[EXCERPTED RECORDS Boundary: Start]

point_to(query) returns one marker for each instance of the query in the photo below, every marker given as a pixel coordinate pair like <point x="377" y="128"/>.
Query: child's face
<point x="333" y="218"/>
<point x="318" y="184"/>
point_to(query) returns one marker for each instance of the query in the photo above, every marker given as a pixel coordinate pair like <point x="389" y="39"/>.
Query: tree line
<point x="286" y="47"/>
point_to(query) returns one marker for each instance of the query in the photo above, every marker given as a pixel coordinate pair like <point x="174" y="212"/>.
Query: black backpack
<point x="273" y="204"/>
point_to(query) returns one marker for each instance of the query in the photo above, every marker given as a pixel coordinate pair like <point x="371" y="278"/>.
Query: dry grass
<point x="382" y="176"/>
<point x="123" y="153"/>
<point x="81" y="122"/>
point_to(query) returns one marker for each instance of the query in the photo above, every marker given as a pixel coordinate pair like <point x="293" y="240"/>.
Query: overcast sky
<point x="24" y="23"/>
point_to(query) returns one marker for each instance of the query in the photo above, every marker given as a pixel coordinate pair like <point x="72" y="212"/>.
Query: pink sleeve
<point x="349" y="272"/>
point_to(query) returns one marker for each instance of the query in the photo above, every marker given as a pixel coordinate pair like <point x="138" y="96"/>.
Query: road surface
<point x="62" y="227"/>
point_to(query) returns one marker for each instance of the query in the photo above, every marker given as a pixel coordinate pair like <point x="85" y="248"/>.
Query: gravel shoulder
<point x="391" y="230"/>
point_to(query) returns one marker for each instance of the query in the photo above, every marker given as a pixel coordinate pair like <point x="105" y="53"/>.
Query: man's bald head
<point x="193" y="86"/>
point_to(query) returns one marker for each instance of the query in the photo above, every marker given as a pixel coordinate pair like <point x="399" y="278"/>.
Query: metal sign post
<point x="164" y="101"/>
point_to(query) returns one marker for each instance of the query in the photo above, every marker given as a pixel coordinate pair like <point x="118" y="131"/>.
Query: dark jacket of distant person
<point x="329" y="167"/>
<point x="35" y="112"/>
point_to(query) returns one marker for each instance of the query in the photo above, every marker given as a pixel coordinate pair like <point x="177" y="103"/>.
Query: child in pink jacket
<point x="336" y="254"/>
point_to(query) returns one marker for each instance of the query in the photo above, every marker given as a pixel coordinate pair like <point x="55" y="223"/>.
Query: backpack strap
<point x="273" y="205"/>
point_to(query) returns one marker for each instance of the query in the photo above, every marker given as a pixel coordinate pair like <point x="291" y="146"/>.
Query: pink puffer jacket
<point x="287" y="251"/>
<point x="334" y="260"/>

[EXCERPTED RECORDS Boundary: End]
[EXCERPTED RECORDS Boundary: Start]

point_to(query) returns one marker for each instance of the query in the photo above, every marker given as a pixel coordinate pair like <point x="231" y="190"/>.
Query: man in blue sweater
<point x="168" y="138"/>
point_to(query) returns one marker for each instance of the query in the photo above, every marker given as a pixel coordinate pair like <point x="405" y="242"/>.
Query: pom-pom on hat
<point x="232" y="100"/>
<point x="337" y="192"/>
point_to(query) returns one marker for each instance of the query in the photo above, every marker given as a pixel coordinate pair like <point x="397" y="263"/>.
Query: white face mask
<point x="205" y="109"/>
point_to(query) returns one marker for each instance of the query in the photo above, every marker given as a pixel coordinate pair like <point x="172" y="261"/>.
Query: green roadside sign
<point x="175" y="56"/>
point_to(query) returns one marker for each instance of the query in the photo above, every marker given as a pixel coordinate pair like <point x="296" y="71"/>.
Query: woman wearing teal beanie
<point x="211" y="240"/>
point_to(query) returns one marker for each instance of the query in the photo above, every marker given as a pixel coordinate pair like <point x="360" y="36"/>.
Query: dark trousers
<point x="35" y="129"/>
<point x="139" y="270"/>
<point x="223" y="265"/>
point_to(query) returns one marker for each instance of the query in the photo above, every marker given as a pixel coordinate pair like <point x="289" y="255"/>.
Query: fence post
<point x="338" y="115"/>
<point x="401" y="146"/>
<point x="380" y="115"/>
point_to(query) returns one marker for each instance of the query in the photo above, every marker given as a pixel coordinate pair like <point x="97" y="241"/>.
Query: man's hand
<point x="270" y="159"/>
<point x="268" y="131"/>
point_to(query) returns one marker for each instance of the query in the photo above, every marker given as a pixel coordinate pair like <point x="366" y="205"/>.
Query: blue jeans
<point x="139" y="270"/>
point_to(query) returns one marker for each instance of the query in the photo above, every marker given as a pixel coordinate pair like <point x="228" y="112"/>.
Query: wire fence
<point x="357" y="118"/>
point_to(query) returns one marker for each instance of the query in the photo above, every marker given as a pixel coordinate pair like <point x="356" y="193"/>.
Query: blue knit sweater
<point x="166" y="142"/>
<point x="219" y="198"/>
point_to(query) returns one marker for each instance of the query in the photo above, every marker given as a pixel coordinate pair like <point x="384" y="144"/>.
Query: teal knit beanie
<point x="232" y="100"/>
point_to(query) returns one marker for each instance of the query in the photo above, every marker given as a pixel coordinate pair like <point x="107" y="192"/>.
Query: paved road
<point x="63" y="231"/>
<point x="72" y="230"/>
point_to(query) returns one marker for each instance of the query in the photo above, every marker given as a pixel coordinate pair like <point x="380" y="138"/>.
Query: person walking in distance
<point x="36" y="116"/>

[EXCERPTED RECORDS Boundary: End]
[EXCERPTED RECORDS Boundary: Start]

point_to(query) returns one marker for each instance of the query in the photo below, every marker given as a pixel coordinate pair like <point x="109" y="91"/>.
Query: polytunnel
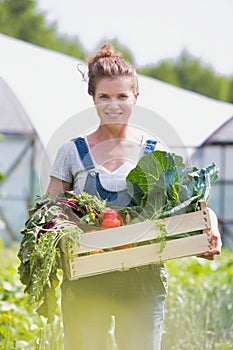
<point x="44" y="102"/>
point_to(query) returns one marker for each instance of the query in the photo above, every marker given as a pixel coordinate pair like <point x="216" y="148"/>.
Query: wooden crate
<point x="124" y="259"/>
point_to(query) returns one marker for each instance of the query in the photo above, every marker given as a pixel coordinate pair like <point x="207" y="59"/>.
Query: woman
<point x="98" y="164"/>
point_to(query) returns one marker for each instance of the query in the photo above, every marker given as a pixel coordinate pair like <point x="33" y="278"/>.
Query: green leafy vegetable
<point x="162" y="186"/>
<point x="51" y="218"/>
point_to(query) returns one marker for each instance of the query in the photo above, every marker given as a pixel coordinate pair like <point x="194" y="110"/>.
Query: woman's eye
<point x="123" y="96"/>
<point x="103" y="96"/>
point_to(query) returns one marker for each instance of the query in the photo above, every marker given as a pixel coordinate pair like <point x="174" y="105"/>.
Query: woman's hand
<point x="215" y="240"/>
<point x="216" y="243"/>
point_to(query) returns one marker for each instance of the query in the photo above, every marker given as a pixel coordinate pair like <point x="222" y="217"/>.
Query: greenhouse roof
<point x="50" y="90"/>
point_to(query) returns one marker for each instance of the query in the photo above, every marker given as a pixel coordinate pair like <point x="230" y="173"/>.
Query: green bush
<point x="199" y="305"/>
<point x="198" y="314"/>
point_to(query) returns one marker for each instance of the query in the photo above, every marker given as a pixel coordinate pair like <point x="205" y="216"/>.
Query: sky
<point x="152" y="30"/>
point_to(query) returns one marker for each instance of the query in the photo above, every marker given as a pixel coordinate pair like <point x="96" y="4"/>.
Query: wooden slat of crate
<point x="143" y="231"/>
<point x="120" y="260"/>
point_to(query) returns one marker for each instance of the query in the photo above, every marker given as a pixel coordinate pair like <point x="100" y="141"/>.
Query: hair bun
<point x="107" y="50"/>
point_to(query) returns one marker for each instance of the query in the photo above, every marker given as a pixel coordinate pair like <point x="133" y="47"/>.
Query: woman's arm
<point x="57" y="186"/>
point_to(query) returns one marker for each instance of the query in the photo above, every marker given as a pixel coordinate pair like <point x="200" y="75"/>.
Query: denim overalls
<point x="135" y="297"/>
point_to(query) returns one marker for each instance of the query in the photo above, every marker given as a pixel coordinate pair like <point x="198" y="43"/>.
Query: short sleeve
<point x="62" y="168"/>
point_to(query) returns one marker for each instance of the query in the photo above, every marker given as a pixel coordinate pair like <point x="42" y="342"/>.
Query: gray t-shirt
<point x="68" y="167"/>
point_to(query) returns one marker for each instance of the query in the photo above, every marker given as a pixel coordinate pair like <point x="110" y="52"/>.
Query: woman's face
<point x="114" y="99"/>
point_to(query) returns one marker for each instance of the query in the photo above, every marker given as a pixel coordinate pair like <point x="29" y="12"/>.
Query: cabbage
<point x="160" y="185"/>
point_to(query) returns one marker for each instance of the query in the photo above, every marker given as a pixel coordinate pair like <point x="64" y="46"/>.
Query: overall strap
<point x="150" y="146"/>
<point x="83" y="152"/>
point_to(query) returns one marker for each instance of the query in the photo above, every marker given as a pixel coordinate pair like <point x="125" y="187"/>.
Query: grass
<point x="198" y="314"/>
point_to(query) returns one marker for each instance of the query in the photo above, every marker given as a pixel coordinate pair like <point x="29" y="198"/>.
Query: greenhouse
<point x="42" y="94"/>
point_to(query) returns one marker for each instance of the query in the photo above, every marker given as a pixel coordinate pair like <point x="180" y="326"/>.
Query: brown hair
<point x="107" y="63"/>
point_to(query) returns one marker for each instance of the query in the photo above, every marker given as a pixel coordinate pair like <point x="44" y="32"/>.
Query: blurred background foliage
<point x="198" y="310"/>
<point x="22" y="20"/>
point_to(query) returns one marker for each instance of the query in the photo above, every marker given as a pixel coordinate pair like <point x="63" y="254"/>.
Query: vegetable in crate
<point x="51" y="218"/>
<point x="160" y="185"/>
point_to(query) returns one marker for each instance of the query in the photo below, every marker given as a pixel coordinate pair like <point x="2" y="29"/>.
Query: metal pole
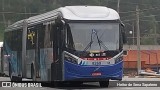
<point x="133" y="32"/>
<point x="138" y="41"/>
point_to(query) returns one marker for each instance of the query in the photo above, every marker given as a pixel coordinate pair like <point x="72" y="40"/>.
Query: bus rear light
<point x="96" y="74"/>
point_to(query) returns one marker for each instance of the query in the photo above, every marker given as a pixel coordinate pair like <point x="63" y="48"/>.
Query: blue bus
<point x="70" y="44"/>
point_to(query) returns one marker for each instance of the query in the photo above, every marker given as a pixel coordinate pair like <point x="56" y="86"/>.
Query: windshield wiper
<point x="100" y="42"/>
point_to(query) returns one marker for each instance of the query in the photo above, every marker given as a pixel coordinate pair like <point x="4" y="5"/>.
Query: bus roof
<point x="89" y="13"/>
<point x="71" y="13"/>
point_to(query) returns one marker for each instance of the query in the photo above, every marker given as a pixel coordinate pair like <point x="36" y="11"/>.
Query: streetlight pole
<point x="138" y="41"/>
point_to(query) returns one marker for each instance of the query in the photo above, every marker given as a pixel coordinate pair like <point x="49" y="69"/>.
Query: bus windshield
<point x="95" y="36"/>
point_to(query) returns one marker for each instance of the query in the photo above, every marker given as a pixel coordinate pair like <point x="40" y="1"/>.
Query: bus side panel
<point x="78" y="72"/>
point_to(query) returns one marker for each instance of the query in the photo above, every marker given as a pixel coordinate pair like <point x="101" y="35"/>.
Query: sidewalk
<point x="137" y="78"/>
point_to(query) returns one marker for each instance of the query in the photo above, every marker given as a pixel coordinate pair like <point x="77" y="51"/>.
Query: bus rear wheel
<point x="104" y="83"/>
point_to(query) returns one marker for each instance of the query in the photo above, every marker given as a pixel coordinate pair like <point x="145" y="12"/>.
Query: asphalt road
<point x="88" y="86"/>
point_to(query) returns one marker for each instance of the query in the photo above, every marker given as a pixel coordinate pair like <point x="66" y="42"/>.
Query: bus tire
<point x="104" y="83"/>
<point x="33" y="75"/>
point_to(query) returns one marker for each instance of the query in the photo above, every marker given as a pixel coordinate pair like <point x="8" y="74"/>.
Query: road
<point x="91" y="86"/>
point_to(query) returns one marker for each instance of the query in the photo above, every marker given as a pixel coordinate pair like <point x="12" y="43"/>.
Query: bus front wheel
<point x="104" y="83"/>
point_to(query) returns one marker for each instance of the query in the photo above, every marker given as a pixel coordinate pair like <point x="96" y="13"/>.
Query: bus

[EXCERPTED RECORDS Boundary: End]

For this exercise, gather every line of the data that contains the word "below".

point_to(query) returns one marker for each instance of the query in the photo below, every marker given as a pixel coordinate pair like <point x="377" y="128"/>.
point_to(query) returns one marker for each instance of the query in the photo below, every marker given as a pixel coordinate pair like <point x="109" y="91"/>.
point_to(query) returns one marker for each instance of the query in the photo below, every marker given as a pixel coordinate pair like <point x="2" y="29"/>.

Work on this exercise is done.